Excerpts from a dataset
- - -

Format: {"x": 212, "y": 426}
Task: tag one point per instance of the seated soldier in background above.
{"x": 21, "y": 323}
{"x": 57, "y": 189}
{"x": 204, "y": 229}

- - -

• Exercise requirements
Line by line, retype all the entries exactly as they are shown.

• Solved problem
Format: {"x": 212, "y": 426}
Task: tag one point per instance of the seated soldier in background above.
{"x": 21, "y": 323}
{"x": 57, "y": 189}
{"x": 204, "y": 229}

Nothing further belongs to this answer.